Les agriculteurs français sont vent debout contre la ratification de ce traité qu’ils qualifient d’accord « viande contre voitures ». Pour l’UE à l’exception du vin, de l’alcool, de certains produits laitiers, les perdants de ce traité seront les productions fortement soumis à la concurrence internationale, élevage, polycultures à qui on demande à la fois d’être compétitifs sur les marchés internationaux et de réaliser une montée en gamme de leur production.
Ils dénoncent la distorsion de concurrence entre l’UE et le Mercosur où les règlementations tout au long des chaînes de production sont faibles par rapport à celles de l’UE : pesticides, limites maximales de résidus, antibiotiques, traçabilité, contrôle de la déforestation dans la production bovine, bien-être animal (méthode d’élevage, transport) normes sanitaires et phytosanitaires, droits des travailleurs….Ce qui engendre à l’arrivée sur le marché européen, des denrées qui ont des coûts de production inférieurs à ceux en vigueur dans l’UE qui déstabilisent le revenus des agriculteurs européens.
Ce projet de traité porte sur l’importation dans l’UE par an sur 100000 tonnes de sucre, 180000 de poulets, 99 000 tonnes de viande bovine (notamment sur des morceaux de qualité ) sachant que 200000T/an sont déjà importées à des conditions d’accès préférentielles.
Cette concurrence déloyale est déjà une réalité aujourd’hui ( le Mercosur n’étant pas en vigueur n’y est pour rien), c’est le fruit de tous les accords de libre -échange passés depuis trente ans. Outre l’opposition au Mercosur qui rajouterait une pierre à l’édifice, c’est à un réexamen complet de l’ensemble des contrats de libre-échange qui soumettent l’agriculture, l’alimentation à l’agro-business international qu’il faudrait procéder !
Les agriculteurs réclament des «clauses miroir » qui conditionneraient les importations agricoles du Mercosur au respect des mêmes normes de production que l’UE impose aux agriculteurs travaillant sur son territoire. Le projet d’accord ne comporte qu’une clause miroir concernant l’accès au marché européen celle relative aux poules pondeuses pour l’importation des œufs coquille.

MATÉRIEL:

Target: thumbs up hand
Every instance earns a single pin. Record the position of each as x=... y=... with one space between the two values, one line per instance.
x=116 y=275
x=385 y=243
...
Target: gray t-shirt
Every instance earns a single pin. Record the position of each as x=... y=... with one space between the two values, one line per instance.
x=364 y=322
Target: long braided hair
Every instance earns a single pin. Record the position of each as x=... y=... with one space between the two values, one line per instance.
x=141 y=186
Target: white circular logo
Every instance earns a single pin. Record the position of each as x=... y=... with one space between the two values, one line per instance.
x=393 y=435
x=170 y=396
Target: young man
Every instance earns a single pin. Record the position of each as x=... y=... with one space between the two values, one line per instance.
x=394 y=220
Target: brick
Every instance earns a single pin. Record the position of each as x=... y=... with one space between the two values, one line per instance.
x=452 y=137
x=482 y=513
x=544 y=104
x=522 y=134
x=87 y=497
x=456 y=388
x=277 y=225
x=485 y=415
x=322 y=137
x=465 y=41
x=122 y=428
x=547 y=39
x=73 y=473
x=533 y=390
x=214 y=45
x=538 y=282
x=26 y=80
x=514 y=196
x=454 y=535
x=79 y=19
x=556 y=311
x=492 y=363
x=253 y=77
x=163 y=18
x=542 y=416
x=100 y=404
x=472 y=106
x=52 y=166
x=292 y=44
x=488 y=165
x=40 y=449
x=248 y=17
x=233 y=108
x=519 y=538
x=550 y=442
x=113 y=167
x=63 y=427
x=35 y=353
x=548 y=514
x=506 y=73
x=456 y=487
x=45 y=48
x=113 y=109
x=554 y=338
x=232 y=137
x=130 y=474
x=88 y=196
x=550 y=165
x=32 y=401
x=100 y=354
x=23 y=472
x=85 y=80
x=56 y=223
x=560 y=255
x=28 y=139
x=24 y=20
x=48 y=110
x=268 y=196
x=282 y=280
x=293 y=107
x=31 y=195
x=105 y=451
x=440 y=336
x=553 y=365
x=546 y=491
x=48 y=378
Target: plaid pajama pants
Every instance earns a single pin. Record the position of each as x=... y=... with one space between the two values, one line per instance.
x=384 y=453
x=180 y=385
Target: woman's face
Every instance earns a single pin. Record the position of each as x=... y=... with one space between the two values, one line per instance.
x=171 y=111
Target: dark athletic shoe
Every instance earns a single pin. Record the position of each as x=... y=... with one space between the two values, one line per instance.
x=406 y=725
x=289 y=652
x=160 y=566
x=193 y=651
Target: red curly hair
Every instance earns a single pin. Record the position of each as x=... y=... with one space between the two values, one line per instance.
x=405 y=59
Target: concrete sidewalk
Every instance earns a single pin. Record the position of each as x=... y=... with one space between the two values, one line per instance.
--
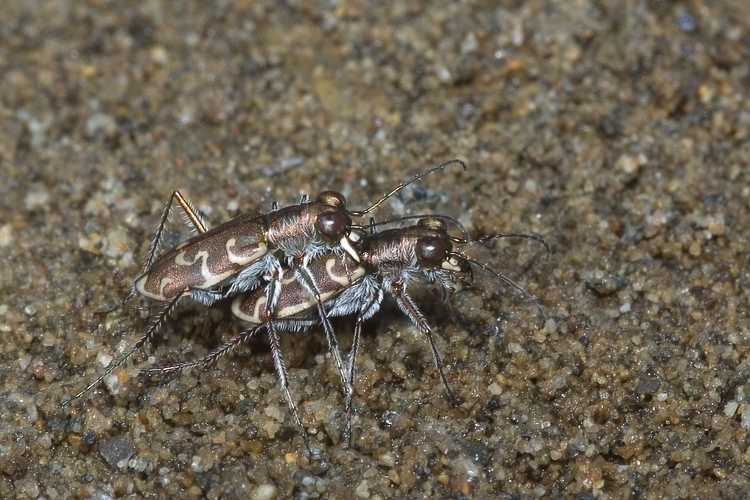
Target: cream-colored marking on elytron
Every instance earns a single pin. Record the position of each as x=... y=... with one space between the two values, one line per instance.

TRAVAIL À FAIRE:
Pouvez-vous réécrire le passage du texte sur le Mercosur qui s'ouvre sur « Ils dénoncent la » et se ferme sur « des agriculteurs européens. », en remplaçant « antibiotiques » par « médicaments vétérinaires » ?

RÉPONSE COMPLÈTE:
Ils dénoncent la distorsion de concurrence entre l’UE et le Mercosur où les règlementations tout au long des chaînes de production sont faibles par rapport à celles de l’UE : pesticides, limites maximales de résidus, médicaments vétérinaires, traçabilité, contrôle de la déforestation dans la production bovine, bien-être animal (méthode d’élevage, transport) normes sanitaires et phytosanitaires, droits des travailleurs….Ce qui engendre à l’arrivée sur le marché européen, des denrées qui ont des coûts de production inférieurs à ceux en vigueur dans l’UE qui déstabilisent le revenus des agriculteurs européens.